= STATED GOAL =
Could you reproduce every one of the entries below word for word?

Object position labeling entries
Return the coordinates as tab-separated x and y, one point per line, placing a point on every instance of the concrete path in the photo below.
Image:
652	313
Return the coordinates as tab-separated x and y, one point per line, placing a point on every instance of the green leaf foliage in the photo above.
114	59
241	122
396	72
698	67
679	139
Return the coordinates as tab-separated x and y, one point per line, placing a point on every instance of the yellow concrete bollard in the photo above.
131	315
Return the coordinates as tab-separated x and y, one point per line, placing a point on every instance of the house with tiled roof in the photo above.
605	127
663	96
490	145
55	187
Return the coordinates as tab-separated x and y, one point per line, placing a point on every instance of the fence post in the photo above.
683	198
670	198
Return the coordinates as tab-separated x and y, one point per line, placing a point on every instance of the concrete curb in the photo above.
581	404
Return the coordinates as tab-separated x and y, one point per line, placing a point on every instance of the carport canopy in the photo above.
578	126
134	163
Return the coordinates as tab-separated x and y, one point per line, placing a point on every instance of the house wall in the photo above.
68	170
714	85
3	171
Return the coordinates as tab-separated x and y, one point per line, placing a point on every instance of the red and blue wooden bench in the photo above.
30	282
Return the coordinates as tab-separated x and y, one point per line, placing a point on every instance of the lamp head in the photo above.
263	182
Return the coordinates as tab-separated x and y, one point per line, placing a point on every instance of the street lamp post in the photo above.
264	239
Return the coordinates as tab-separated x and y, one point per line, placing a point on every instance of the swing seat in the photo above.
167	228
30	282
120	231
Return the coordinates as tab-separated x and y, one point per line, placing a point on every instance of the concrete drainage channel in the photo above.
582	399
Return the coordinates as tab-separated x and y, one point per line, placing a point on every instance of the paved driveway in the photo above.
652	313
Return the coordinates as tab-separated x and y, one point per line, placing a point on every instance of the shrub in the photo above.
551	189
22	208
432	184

= THE COMPLETED TASK =
Return the coordinates as tab-separated x and y, one point per line, placing a point on every instance of the concrete path in the photo below.
Image:
652	313
Return the coordinates as tab-separated x and y, one point per line, placing a point on every instance of the green leaf foliage in the photo above.
114	59
241	122
396	72
698	67
679	139
Return the coordinates as tab-separated x and y, one point per line, placing a point on every instance of the yellow concrete bollard in the photo above.
131	315
Return the coordinates as tab-separated x and y, one point per line, placing a point on every instance of the house with tiled roof in the photo above.
605	127
663	96
490	145
55	187
Return the coordinates as tab-separated x and y, one point per line, placing a point on every instance of the fence post in the photo above.
683	198
670	198
Return the coordinates as tab-separated x and y, one point per line, placing a point on every instance of the concrete curb in the photo above.
581	404
Return the coordinates as tab-separated x and y, one point per line, placing a point on every instance of the carport canopy in the photo above.
578	126
134	163
Return the coordinates as tab-separated x and y, one point per line, placing a point on every instance of the house wall in the photo above.
68	170
714	85
3	171
Return the coordinates as tab-separated x and y, one point per line, placing a point on every instance of the red and blue wooden bench in the photo above.
30	282
Return the coordinates as tab-separated x and y, one point per line, placing a point on every instance of the lamp head in the photo above.
263	182
Return the coordinates as tab-separated x and y, one point per line, placing a point on every instance of the street lamp post in the photo above.
264	239
Return the coordinates as tab-separated x and y, one point per line, placing a point on every instance of the swing seat in the photo above.
167	228
30	282
120	231
Return the coordinates as tab-separated x and y, one point per line, placing a point on every instance of the concrete drainage channel in the photo above.
582	399
Return the coordinates as tab-separated x and y, one point per line, placing a point on every instance of the paved driveway in the photo above.
652	313
Return the coordinates as tab-separated x and y, one point per line, placing a point on every instance of the shrub in the photo above.
551	189
22	208
432	184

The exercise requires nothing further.